Copy all records verbatim.

====== DATA TO PROCESS ======

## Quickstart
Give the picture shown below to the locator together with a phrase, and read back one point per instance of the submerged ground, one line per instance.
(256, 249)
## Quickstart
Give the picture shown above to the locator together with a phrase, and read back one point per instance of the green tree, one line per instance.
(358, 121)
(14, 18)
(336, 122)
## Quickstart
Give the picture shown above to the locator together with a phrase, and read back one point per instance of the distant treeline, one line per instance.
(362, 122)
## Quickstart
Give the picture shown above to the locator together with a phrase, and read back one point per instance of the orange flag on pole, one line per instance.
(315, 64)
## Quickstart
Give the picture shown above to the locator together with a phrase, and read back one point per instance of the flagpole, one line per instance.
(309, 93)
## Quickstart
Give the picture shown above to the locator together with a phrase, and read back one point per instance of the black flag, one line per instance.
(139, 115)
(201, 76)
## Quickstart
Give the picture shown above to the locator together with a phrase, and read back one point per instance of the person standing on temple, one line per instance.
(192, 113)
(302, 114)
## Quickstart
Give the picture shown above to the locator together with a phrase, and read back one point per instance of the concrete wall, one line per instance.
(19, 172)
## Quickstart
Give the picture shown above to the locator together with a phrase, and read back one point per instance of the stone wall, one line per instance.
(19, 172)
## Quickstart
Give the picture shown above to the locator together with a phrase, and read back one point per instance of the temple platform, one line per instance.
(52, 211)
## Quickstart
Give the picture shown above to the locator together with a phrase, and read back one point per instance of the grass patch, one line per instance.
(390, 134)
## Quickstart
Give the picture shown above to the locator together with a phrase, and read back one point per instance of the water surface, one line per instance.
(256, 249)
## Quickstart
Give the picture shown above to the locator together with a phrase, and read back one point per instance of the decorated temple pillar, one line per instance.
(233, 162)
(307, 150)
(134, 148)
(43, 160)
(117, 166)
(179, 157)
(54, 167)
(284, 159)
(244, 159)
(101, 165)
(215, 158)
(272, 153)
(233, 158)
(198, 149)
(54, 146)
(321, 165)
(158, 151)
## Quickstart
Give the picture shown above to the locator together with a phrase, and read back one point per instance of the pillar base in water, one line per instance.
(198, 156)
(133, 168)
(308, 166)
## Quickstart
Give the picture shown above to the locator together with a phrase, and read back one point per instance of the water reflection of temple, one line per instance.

======

> CORRECT ANSWER:
## Quickstart
Give the picture shown below to the locator together with a phrase, and read back one point per instance of the submerged ground, one line per instance.
(256, 249)
## Quickstart
Give the picture shown above to the locator together with a phrase, and read back one point per instance of the green tree, one line per instance.
(358, 121)
(14, 18)
(336, 122)
## Quickstart
Give the picture shown above to the locator together with a phrase, and read back one point per instance of the distant treeline, one line per instance.
(362, 122)
## Quickstart
Give the picture shown above to the locator together with a phrase, and read back one point per instance of the orange flag on pole, one line per instance.
(315, 64)
## Quickstart
Give the picture shown above to the locator together with a phrase, and read back one point per instance of the flagpole, one line per instance.
(309, 93)
## Quickstart
Give the picture shown above to the locator together with a phrase, and read back one point per instance of the black flag, one line per instance.
(139, 115)
(201, 76)
## Quickstart
Give the picture shown above to the locator together with a phrase, and read back one point per instance of the person standing on temple, one line per instance.
(192, 113)
(302, 114)
## Quickstart
Give the picture shown above to the locator together with a phrase, and read back one point per instance of the concrete wall, one line per instance.
(19, 172)
## Quickstart
Give the picture shown above to the locator together with a phrase, and read back one point per instance of the stone wall, one line per instance.
(19, 172)
## Quickstart
Give the picture shown above to the locator together with a phrase, and read back one point per instance of the temple platform, one line per instance.
(52, 211)
## Quickstart
Give the picture shown above to the locator together with a phrase, and read back one point per instance of the grass patch, one line per instance.
(390, 134)
## Quickstart
Give the picture shown above to the locator together with a phrase, and read back one point per instance of the water surface, one line per instance.
(256, 249)
## Quickstart
Give the picture shown above to the locator together with a phrase, and read back one point per instance of the decorated temple pillar, one line per instance.
(233, 162)
(307, 150)
(134, 148)
(43, 160)
(117, 166)
(179, 157)
(54, 167)
(284, 159)
(244, 159)
(101, 165)
(215, 158)
(272, 153)
(233, 158)
(198, 149)
(54, 146)
(321, 165)
(158, 151)
## Quickstart
Give the picture shown above to the locator together with a phrase, and read back one point per instance of the pillar base in water, one line per instance.
(198, 156)
(133, 168)
(308, 166)
## Quickstart
Give the picture shown above to the locator together with a phrase, and read back one point per instance of the water reflection of temple, one line per instance.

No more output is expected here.